TO DO
1. Please write out a part of the accuracy page word for word, beginning at the words "For every claim" and stopping after the words "realistic (~1:30 IOC:benign)".
2. According to the accuracy page, why do the web access and unix auth logs get deterministic benign noise before the realistic variant is scored? Answer in one to three sentences.

PASSAGE SHOWN
Skip to content

Accuracy

Juwon1405 edited this page Jun 10, 2026 · 12 revisions

Reproducible accuracy measurement

How we measure detection accuracy, and how you can reproduce every number we publish.


The four metrics

Metric What it measures
Recall % of ground-truth findings the agent surfaced
False positive rate claims unsupported by the bundled evidence
Hallucination count facts not present in the source artifacts at all
Evidence integrity SHA-256 of every input file, before and after the run

For every claim the agent makes, it must cite the audit_id of the MCP call that produced the supporting evidence. Claims without an audit_id are blocked at write time by dart_agent's serializer.


How to reproduce

git clone https://github.com/Juwon1405/agentic-dart.git
cd agentic-dart
export PYTHONPATH="$PWD/dart_audit/src:$PWD/dart_mcp/src:$PWD/dart_agent/src"

# Variant A — deterministic reference (CI baseline; ≤30 lines/file)
python3 scripts/measure_accuracy.py

# Variant B — noise-injected realistic (~1:30 IOC:benign)
python3 scripts/measure_accuracy.py --variant realistic

Both variants score the same ground truth (F-001, F-013 for the bundled find-evil-ref-01 case) and verify the audit-chain integrity end-to-end. CI runs both variants on every commit. The realistic tree is hand-curated at production volume on most surfaces; only the two IOC-only logs (web access, unix auth) are enriched with deterministic benign noise by scripts/generate_realistic_evidence.py before scoring, which demonstrates needle-in-haystack recall at ~1:30.

PROVIDED MATERIAL
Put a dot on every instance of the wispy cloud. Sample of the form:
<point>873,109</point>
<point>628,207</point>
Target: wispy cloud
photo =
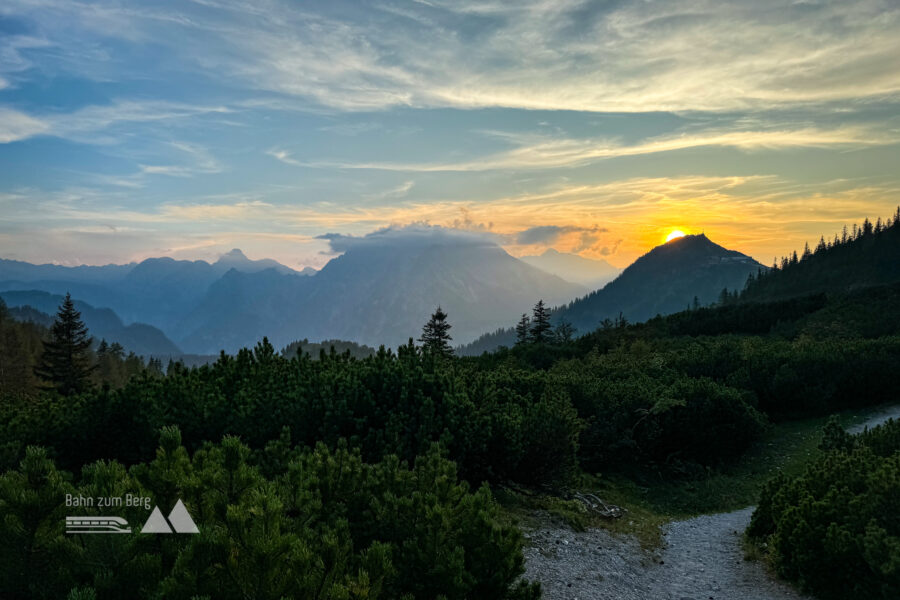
<point>15,126</point>
<point>683,55</point>
<point>543,152</point>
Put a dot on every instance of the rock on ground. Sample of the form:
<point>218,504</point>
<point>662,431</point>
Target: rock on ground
<point>701,559</point>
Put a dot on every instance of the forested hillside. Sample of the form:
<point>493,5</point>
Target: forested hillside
<point>369,464</point>
<point>863,256</point>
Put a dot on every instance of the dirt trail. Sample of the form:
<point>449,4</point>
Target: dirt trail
<point>701,559</point>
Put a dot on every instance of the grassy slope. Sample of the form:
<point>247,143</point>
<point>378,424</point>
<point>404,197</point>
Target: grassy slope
<point>652,501</point>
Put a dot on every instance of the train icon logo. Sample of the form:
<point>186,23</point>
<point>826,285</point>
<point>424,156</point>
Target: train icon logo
<point>97,525</point>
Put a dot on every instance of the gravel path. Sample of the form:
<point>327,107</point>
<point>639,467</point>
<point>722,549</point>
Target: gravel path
<point>701,559</point>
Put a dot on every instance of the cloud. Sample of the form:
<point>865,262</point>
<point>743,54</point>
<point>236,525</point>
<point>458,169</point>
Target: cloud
<point>681,55</point>
<point>532,151</point>
<point>414,235</point>
<point>399,191</point>
<point>84,124</point>
<point>15,126</point>
<point>549,234</point>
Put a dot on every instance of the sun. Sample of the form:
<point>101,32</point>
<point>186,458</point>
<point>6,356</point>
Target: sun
<point>674,235</point>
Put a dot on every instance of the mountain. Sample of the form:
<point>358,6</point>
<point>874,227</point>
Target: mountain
<point>156,291</point>
<point>15,270</point>
<point>235,259</point>
<point>590,272</point>
<point>102,323</point>
<point>870,256</point>
<point>380,291</point>
<point>385,293</point>
<point>664,281</point>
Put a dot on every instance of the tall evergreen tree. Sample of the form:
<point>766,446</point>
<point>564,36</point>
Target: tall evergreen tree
<point>66,363</point>
<point>436,334</point>
<point>564,332</point>
<point>522,329</point>
<point>540,323</point>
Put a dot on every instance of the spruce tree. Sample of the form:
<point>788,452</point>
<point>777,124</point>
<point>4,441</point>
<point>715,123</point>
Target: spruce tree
<point>522,329</point>
<point>564,332</point>
<point>66,362</point>
<point>540,323</point>
<point>436,334</point>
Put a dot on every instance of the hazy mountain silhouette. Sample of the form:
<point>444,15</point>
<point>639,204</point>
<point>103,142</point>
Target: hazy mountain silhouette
<point>664,281</point>
<point>157,291</point>
<point>103,323</point>
<point>380,292</point>
<point>592,273</point>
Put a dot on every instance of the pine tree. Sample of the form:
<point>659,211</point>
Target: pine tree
<point>435,334</point>
<point>522,329</point>
<point>564,332</point>
<point>66,362</point>
<point>540,323</point>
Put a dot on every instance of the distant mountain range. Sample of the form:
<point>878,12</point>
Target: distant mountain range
<point>379,291</point>
<point>592,273</point>
<point>103,323</point>
<point>663,281</point>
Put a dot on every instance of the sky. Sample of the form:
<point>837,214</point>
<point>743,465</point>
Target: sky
<point>131,129</point>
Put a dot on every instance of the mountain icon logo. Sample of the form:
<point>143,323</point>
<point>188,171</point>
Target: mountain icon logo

LIST OF SOLUTIONS
1.
For every claim the agent makes, it must cite the audit_id of the MCP call that produced the supporting evidence. Claims without an audit_id are blocked at write time by dart_agent's serializer.


How to reproduce

git clone https://github.com/Juwon1405/agentic-dart.git
cd agentic-dart
export PYTHONPATH="$PWD/dart_audit/src:$PWD/dart_mcp/src:$PWD/dart_agent/src"

# Variant A — deterministic reference (CI baseline; ≤30 lines/file)
python3 scripts/measure_accuracy.py

# Variant B — noise-injected realistic (~1:30 IOC:benign)

2. They are the only two IOC-only logs in the realistic tree. The script scripts/generate_realistic_evidence.py adds deterministic benign noise to them before scoring so the run demonstrates needle-in-haystack recall at about a 1:30 IOC-to-benign ratio.